» **What you need to do**:
Of all the entries below, only the lines from the one with "Where can the camouflage uniform" up to and including the one with "Where can the military" are to be duplicated exactly.

» **Data extracts**:
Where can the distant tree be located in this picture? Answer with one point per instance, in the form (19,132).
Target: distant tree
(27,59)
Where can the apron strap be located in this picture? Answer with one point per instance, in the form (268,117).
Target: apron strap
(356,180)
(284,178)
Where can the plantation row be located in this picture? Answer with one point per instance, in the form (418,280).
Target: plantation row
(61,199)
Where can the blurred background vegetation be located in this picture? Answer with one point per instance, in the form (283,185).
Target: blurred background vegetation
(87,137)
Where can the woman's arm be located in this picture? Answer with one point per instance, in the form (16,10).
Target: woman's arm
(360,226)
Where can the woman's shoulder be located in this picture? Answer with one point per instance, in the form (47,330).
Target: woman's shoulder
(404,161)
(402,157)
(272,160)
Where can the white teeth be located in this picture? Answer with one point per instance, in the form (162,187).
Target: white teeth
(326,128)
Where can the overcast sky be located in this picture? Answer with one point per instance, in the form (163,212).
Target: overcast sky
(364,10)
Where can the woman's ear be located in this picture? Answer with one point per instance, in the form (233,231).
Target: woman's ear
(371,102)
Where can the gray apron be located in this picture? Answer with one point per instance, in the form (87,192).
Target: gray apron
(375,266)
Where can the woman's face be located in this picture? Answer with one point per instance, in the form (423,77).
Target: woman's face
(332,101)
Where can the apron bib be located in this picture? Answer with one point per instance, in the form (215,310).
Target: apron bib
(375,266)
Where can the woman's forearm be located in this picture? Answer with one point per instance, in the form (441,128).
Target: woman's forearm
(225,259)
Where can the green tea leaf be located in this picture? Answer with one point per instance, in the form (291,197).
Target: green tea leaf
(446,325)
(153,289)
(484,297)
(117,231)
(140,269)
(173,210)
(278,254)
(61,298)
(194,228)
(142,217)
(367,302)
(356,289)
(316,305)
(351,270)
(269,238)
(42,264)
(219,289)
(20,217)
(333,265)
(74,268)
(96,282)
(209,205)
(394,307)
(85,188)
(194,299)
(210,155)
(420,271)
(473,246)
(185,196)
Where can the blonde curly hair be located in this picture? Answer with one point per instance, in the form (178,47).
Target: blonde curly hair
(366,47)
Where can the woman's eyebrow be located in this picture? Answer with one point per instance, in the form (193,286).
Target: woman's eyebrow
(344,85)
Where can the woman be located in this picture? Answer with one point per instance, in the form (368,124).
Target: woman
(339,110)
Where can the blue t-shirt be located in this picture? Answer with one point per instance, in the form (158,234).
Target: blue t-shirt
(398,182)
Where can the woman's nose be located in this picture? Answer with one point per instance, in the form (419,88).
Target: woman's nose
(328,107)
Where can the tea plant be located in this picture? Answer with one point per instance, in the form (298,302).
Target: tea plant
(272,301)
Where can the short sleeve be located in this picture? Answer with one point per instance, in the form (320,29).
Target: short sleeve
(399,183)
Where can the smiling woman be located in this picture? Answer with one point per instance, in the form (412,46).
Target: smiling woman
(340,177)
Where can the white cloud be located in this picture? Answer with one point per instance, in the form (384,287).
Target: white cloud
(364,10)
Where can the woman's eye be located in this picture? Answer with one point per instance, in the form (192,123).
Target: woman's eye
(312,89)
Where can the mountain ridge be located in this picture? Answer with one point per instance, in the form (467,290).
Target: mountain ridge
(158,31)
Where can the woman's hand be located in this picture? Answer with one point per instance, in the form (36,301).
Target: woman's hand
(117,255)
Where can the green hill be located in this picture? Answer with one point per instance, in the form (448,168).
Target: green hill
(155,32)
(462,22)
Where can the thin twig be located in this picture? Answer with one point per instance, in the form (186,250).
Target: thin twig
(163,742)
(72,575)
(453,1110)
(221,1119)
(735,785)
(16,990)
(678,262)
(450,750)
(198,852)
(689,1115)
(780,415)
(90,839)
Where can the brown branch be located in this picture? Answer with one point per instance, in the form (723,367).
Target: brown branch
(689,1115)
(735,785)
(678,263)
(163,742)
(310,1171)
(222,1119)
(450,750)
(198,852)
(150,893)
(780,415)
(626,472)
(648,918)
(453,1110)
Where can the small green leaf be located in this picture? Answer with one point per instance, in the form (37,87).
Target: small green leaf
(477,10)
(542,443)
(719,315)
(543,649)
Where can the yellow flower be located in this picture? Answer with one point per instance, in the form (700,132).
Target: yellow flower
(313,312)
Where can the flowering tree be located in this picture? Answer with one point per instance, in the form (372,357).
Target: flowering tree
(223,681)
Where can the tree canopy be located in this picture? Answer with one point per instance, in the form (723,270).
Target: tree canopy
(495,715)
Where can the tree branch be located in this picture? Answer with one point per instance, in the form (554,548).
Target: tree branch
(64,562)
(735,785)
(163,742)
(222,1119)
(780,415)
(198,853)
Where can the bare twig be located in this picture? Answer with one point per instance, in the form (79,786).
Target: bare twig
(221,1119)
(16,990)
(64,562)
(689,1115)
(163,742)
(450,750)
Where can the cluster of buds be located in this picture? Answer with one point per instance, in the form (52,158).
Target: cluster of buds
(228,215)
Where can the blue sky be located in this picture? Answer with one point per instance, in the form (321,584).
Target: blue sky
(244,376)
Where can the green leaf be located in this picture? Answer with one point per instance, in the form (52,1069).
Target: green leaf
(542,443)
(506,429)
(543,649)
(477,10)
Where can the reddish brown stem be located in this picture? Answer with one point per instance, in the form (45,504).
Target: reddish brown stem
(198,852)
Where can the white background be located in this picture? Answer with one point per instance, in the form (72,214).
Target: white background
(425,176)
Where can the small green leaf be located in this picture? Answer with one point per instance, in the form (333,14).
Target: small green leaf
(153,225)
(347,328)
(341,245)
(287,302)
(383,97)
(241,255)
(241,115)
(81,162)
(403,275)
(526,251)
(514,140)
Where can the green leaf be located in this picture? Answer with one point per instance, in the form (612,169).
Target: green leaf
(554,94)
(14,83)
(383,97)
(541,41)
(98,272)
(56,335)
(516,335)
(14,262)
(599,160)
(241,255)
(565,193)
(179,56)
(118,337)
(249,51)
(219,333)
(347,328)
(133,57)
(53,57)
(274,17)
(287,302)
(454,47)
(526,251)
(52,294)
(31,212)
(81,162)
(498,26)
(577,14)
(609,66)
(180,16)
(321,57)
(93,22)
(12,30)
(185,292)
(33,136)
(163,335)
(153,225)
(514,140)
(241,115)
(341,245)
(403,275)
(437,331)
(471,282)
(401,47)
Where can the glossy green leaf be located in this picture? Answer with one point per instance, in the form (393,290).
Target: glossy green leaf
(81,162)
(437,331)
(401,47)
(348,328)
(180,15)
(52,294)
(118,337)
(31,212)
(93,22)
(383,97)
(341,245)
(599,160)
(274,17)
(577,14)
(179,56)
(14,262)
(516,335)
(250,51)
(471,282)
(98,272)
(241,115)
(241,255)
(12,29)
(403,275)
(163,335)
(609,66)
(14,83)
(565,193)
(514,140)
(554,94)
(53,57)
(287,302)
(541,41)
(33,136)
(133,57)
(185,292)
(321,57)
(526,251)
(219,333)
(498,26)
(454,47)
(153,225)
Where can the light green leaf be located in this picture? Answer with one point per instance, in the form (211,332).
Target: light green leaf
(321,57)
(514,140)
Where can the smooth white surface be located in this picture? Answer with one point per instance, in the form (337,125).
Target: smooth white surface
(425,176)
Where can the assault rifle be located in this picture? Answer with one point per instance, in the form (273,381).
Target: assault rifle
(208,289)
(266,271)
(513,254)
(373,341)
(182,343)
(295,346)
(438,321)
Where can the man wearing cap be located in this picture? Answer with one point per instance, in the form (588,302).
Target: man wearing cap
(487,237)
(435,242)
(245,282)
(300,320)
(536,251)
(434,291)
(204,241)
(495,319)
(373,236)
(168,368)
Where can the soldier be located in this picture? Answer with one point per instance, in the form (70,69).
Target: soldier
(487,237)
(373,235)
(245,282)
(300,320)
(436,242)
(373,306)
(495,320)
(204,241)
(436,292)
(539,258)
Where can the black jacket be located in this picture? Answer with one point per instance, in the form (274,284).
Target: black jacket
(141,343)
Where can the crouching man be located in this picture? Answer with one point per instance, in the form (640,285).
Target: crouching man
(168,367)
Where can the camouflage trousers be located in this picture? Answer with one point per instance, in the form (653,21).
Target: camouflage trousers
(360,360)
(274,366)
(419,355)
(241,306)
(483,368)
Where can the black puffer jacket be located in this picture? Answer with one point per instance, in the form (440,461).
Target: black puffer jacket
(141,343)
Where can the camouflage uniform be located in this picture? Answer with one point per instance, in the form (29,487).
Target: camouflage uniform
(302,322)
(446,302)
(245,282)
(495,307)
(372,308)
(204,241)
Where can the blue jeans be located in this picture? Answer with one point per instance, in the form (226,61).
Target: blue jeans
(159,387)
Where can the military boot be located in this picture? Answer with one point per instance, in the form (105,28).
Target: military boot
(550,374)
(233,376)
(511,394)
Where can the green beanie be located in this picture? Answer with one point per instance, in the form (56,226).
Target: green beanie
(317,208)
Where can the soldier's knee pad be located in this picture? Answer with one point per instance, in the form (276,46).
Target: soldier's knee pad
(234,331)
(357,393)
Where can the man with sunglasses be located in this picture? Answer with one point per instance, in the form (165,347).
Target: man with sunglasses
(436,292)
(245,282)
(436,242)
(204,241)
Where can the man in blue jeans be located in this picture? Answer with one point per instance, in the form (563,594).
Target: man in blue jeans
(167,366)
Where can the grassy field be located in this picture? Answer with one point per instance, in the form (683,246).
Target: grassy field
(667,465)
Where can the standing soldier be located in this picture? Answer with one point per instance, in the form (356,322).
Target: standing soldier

» **Response**:
Where can the camouflage uniform be located in this picture? Answer with one point per instance, in the form (29,487).
Target: camouflage uniform
(302,322)
(446,302)
(245,282)
(495,307)
(372,308)
(204,241)
Where can the blue jeans be located in this picture? Answer with one point per instance, in the form (226,61).
Target: blue jeans
(159,387)
Where can the military boot be located in this picture? Answer with one point per instance, in the form (105,28).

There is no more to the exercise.